_TASKS:_
1. Transcribe the passage on admission webhooks between "There are two" and "are shown below.", inclusive.
2. According to the passage on admission webhooks, which two resources are used to configure an admission webhook?
··· QUOTED TEXT
What is an admission webhook?

There are two special Admission Controllers in the Kubernetes apiserver: MutatingAdmissionWebhook and ValidatingAdmissionWebhook, which will send an admission request to an external HTTP callback service and receive an admission response. If these two Admission Controllers are enabled, the Kubernetes administrator can create and configure an admission webhook in the cluster.

admission webhook

The overall steps are shown below.

Check that the admission webhook controller is enabled in the cluster and configure it as required.
Write an HTTP callback for handling the admission request, which can be a simple HTTP service deployed in the cluster, or even a serverless function.
Configure the admission webhook with the MutatingWebhookConfiguration and ValidatingWebhookConfiguration resources.

The difference between these two types of admission webhooks is very clear: validating webhooks can reject requests, but they cannot modify the objects fetched in an admission request, whereas mutating webhooks can modify objects before returning an admission response by creating patch to modify the object before returning the admission response, and if the webhook rejects a request, an error will be returned to the end user.
······
··· DATASET EXCERPTS
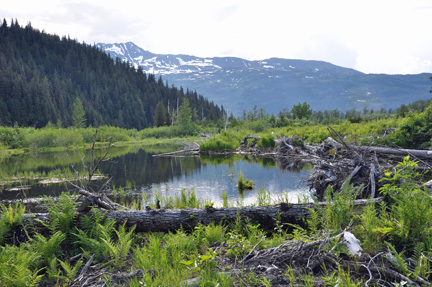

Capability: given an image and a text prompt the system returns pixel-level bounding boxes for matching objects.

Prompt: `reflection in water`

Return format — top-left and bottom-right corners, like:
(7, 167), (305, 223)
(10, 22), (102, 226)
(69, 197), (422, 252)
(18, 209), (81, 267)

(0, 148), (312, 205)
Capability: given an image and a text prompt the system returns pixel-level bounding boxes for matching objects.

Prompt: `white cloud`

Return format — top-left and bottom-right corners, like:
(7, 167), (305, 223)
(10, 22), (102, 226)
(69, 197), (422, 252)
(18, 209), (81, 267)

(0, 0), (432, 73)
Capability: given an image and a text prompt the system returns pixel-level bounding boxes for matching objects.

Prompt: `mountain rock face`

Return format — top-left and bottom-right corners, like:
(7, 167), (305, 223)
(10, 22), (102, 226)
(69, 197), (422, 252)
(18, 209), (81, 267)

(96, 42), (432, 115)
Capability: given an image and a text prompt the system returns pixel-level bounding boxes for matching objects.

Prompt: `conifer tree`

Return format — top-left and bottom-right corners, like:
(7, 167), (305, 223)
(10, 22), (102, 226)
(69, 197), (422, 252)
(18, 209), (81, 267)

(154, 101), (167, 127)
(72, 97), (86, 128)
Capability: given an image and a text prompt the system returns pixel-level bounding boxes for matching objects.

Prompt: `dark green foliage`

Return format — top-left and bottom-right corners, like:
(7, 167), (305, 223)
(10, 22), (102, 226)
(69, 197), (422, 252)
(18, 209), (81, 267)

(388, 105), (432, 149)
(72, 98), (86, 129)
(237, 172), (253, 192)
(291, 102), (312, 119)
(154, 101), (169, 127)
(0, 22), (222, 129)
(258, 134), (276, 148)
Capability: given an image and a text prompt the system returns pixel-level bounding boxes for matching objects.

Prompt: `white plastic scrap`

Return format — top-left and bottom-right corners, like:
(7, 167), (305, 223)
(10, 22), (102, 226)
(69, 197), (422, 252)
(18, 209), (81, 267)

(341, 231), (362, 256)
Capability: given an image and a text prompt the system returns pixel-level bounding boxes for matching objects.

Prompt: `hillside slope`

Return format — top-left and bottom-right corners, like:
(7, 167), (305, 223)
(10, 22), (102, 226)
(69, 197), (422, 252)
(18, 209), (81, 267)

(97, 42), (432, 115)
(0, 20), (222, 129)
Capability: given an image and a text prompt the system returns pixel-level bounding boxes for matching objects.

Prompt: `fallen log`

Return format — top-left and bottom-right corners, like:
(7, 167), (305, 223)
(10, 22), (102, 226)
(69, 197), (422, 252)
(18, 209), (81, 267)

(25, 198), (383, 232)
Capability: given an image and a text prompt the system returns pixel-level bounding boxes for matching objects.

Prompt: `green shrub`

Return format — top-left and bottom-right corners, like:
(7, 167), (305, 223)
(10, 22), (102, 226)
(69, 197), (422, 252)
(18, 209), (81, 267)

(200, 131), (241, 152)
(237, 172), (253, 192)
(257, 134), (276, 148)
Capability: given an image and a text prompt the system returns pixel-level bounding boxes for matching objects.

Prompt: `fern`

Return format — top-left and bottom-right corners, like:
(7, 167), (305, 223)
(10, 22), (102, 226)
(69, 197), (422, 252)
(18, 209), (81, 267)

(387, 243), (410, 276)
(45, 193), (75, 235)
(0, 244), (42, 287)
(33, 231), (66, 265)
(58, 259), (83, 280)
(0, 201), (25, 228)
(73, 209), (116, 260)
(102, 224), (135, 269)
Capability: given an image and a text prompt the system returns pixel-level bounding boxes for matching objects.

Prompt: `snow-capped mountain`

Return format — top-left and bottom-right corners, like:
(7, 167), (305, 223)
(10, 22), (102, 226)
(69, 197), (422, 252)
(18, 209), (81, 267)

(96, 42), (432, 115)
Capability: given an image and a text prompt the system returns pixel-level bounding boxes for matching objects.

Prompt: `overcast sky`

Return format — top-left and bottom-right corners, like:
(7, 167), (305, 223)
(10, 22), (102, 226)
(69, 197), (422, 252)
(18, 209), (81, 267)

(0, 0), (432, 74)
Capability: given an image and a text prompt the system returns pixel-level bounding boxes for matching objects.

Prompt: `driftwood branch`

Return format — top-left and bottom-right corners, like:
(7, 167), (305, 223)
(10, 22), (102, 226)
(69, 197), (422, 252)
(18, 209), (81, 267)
······
_EXERCISE ANSWERS:_
1.
There are two special Admission Controllers in the Kubernetes apiserver: MutatingAdmissionWebhook and ValidatingAdmissionWebhook, which will send an admission request to an external HTTP callback service and receive an admission response. If these two Admission Controllers are enabled, the Kubernetes administrator can create and configure an admission webhook in the cluster.

admission webhook

The overall steps are shown below.

2. MutatingWebhookConfiguration and ValidatingWebhookConfiguration.